Stated exercise:
Can you carry on with the text on linear-time labeling of a tree, starting right after its last line?

Source:
◇ ◇ ◇

Linear time labeling algorithm for a tree?

Unrooted Trees

You can use a priority queue to solve this in $O(E+V\log V)$:

• Put all vertices in a priority queue, with their priority being their degree.
• While the queue is non-empty:
  • Remove a vertex $v$ of minimal priority, which must be $1$ (or $0$ at the very end).
  • Let $\sigma(v) = 1 + \max \sigma(u)$, where $u$ goes over all original neighbors of $v$.
  • Subtract $1$ from the priority of the unique remaining neighbor of $u$ (if any).

In fact, we don't really need a priority queue, and this algorithm can be implemented using a simple queue in time $O(E+V)$:

• Initialize an array of length $V$ with the degrees of all vertices.
• Initialize another array of length $V$ with "alive".

◇ ◇ ◇

Material shown:
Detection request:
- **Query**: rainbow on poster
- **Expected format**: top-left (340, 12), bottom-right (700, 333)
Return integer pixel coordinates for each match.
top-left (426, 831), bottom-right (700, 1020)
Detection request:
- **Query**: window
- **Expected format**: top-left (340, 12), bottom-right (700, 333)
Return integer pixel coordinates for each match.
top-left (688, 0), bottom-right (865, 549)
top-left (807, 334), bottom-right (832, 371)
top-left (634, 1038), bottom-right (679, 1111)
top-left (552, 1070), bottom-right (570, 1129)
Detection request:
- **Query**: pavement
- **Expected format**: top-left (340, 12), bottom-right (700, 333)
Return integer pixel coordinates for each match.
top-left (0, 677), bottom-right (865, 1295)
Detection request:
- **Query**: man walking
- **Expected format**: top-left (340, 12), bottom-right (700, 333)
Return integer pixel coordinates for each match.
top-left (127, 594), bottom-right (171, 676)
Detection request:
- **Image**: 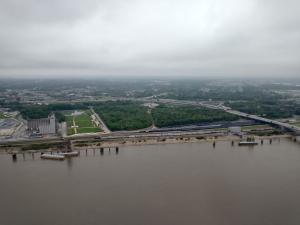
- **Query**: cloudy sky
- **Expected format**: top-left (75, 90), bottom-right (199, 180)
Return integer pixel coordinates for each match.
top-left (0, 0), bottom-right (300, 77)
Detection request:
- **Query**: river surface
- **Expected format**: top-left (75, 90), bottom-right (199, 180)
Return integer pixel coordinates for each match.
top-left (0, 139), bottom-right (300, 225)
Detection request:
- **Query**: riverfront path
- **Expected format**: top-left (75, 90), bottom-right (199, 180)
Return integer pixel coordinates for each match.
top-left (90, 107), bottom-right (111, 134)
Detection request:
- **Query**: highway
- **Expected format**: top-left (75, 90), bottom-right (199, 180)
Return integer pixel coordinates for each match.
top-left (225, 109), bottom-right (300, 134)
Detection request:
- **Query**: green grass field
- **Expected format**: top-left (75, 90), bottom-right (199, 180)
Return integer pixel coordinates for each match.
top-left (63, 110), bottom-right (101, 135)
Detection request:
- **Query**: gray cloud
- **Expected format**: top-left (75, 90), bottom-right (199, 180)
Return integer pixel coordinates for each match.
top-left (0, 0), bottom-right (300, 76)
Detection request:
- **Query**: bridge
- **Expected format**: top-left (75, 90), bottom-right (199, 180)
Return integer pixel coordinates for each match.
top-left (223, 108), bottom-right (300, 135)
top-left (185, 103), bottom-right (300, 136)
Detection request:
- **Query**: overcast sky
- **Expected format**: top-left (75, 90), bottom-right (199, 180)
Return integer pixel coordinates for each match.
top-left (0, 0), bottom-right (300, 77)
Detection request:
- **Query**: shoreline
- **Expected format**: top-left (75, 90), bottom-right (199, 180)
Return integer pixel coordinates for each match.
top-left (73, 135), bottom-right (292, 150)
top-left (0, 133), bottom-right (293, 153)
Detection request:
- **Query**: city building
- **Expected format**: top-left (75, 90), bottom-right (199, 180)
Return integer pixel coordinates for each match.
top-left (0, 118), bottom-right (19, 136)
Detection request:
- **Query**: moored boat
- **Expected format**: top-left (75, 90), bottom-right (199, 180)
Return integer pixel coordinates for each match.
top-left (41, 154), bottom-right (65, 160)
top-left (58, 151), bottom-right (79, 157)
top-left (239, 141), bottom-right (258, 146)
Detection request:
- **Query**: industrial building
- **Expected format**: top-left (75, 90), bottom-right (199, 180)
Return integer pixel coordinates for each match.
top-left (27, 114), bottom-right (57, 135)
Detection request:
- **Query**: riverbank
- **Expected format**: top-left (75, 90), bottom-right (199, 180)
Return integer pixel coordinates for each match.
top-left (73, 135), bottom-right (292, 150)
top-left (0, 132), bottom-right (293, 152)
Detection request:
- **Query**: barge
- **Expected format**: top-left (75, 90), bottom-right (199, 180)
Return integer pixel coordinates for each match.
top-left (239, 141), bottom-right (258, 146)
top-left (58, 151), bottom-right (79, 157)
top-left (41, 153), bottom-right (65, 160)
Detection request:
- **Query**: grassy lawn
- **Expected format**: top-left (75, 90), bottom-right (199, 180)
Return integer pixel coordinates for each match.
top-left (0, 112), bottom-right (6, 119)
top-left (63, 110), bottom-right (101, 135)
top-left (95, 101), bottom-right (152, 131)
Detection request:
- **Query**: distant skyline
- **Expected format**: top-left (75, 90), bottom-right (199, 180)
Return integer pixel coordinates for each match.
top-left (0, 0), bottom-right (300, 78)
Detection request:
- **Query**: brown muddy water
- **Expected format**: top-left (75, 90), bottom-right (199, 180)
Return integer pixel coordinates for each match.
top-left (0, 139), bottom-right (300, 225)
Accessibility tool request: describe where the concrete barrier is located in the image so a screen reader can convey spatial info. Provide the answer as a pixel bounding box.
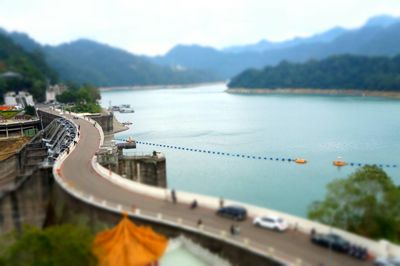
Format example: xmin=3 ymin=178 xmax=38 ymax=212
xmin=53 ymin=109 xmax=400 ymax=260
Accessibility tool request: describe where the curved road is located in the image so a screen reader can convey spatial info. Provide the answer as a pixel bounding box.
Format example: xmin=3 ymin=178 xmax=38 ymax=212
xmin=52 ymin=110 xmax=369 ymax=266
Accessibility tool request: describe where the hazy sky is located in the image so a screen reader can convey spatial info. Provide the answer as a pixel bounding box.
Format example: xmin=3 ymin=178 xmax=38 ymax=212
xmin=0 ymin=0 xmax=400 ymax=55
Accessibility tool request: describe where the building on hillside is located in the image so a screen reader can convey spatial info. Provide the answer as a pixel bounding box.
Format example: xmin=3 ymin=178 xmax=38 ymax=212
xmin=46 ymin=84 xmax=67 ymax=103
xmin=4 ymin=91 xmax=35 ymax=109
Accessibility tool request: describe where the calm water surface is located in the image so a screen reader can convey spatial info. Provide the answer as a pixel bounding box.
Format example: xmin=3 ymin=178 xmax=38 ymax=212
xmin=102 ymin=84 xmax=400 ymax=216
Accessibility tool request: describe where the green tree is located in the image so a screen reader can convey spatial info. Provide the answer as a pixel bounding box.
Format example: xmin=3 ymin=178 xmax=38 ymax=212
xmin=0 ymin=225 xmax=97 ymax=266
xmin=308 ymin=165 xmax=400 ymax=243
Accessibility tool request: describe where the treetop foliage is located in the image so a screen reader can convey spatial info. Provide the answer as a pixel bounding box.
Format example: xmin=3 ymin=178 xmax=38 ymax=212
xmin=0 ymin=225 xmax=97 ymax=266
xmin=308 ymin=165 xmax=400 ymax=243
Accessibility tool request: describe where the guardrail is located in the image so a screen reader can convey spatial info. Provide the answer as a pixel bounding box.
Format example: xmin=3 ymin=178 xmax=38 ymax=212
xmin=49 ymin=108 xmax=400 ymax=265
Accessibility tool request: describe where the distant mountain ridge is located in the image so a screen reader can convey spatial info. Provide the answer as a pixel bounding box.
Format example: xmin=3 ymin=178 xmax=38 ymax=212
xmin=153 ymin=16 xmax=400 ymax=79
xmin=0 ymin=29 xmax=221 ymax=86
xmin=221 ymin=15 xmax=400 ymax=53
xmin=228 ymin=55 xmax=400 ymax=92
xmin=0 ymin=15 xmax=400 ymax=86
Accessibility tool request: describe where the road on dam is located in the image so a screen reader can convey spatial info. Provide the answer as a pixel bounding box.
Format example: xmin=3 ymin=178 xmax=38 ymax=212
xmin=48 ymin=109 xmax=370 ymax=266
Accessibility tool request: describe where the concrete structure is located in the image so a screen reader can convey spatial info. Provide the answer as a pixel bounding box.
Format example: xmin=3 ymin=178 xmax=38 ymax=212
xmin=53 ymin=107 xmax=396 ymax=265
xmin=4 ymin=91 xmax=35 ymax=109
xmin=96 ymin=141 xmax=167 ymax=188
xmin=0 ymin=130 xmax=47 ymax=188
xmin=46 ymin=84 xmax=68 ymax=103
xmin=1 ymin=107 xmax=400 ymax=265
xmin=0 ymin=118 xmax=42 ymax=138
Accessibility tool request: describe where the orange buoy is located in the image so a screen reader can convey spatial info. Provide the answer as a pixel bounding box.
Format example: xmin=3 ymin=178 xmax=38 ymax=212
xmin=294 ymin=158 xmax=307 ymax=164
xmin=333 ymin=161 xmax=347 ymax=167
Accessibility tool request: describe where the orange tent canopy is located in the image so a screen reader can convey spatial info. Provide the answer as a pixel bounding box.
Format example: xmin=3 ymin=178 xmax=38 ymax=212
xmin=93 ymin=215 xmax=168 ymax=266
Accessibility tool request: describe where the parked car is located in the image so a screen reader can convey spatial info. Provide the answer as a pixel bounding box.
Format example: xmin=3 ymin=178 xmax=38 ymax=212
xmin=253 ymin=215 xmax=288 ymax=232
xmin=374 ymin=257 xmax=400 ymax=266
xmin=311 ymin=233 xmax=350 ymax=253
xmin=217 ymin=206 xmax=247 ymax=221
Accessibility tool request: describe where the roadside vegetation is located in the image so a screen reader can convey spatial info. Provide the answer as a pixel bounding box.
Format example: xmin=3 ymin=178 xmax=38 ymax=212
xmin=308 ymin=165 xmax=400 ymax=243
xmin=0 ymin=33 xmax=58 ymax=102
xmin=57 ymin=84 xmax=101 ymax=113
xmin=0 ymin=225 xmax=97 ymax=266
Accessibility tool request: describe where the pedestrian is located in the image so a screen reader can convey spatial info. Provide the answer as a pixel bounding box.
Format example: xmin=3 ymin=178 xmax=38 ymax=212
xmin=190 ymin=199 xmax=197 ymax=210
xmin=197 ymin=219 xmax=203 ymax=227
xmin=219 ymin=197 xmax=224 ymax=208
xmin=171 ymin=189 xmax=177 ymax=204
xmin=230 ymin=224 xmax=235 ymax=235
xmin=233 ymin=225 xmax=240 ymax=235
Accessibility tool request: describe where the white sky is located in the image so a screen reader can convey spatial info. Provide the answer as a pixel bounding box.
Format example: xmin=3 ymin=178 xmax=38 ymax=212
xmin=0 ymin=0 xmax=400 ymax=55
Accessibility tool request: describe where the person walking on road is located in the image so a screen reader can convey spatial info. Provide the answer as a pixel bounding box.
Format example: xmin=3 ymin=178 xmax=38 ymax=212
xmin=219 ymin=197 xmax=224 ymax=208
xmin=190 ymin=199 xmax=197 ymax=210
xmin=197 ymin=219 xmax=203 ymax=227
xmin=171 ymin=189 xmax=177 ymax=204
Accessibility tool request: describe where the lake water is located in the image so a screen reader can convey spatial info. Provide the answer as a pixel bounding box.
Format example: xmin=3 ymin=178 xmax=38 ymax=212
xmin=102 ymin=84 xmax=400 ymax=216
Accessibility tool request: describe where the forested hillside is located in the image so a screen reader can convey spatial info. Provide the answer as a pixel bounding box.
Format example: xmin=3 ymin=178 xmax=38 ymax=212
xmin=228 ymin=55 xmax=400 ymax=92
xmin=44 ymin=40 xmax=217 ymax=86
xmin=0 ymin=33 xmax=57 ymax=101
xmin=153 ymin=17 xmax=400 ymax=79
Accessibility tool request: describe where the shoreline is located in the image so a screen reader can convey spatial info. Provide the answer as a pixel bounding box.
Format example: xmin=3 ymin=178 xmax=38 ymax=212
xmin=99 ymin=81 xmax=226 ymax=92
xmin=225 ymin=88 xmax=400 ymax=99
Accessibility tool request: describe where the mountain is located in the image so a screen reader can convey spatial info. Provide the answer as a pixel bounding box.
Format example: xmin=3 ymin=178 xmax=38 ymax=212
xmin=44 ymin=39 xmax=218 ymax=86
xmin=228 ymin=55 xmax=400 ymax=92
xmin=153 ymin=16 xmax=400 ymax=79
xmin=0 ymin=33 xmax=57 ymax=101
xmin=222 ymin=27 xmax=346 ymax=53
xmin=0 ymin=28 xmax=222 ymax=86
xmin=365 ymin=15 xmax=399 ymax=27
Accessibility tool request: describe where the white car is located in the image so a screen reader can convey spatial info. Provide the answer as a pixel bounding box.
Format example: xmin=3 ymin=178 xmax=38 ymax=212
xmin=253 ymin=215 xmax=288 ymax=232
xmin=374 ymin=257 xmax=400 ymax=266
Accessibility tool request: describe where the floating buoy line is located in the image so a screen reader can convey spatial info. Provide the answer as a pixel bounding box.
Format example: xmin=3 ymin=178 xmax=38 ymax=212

◇ ◇ ◇

Written answer:
• Go once through the first array, and push all vertices of degree $1$ to a queue.
• While the queue is non-empty:
  • Pop a vertex $v$.
  • Let $\sigma(v) = 1 + \max \sigma(u)$, where $u$ goes over all original neighbors of $v$.
  • Mark $v$ as "dead".
  • If $v$ has some "alive" neighbor $u$, subtract $1$ from the degree of $u$.
  • If the new degree of $u$ is $1$, push $u$ to the queue.

Rooted Trees

Use DFS instead. Here is a sketch of the algorithm.

• Given a node $v$, if $v$ is a leaf, set $d(v) = 1$.
• If $v$ is not a leaf, run the algorithm on all its children, and then let $d(v) = 1 + \max d(u)$, where $u$ goes over the set of all children.

You run this algorithm on the root.